OBJECTIF: D'après l'article sur le comité Brabazon, qui a lancé ce comité, et à quelle date ?

ARTICLE:
Le comité "Brabazon"

1942 : la Guerre fait rage en Europe et dans le monde. Pourtant, malgré la situation qui n'apparait pas encore comme rassurante, un comité se réunit en Grande Bretagne pour discuter de l'avenir du transport aérien civil d'après Guerre. Il va en ressortir plusieurs idées novatrices pour l'époque ainsi que plusieurs prototypes d'avions, dont certains furent des succès notables. Ce comité avait été lancé par sir Winston Churchill dès le 23 décembre 1942.

L’épopée britannique d'après-Guerre doit beaucoup au comité Brabazon


Pourquoi ce comité au beau milieu de la Guerre ?

Entrées pour repérer des choses nommées:
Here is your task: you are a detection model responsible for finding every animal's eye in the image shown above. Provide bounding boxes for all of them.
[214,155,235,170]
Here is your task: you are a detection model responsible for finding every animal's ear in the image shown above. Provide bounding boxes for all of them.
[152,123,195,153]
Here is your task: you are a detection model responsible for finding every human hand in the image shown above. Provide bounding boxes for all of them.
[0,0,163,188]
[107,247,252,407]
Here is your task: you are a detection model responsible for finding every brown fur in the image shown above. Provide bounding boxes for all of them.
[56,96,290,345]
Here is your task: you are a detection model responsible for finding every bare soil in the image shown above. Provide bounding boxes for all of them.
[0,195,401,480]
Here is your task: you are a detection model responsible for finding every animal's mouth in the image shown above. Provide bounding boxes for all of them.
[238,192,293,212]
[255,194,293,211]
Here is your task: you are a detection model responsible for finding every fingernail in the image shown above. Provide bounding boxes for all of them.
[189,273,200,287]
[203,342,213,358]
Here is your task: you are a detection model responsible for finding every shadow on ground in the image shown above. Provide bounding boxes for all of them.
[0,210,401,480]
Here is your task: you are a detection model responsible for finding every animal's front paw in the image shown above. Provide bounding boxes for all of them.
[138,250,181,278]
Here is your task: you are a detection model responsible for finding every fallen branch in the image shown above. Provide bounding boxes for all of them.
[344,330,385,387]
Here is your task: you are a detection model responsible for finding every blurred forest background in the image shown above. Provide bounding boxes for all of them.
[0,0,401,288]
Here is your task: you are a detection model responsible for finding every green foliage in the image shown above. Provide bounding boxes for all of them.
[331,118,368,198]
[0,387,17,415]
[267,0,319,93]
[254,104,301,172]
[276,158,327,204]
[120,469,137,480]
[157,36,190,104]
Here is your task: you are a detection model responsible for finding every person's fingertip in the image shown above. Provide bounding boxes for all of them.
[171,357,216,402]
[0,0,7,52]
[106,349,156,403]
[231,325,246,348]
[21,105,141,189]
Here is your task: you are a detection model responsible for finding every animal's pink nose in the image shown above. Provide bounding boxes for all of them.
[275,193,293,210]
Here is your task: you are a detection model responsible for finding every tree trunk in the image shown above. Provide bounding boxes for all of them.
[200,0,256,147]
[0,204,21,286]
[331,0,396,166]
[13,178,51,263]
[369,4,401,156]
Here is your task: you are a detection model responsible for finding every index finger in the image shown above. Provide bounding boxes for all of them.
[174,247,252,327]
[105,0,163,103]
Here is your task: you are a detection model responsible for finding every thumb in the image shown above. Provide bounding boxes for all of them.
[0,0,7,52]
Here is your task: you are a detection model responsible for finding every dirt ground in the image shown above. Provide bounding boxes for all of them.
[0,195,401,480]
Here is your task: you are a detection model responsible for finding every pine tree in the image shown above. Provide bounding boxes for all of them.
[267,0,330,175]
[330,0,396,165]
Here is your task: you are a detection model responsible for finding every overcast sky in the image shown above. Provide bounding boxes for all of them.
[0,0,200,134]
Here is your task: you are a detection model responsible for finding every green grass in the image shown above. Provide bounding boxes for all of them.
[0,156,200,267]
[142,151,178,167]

SOLUTION RÉDIGÉE: Sir Winston Churchill l'a lancé dès le 23 décembre 1942.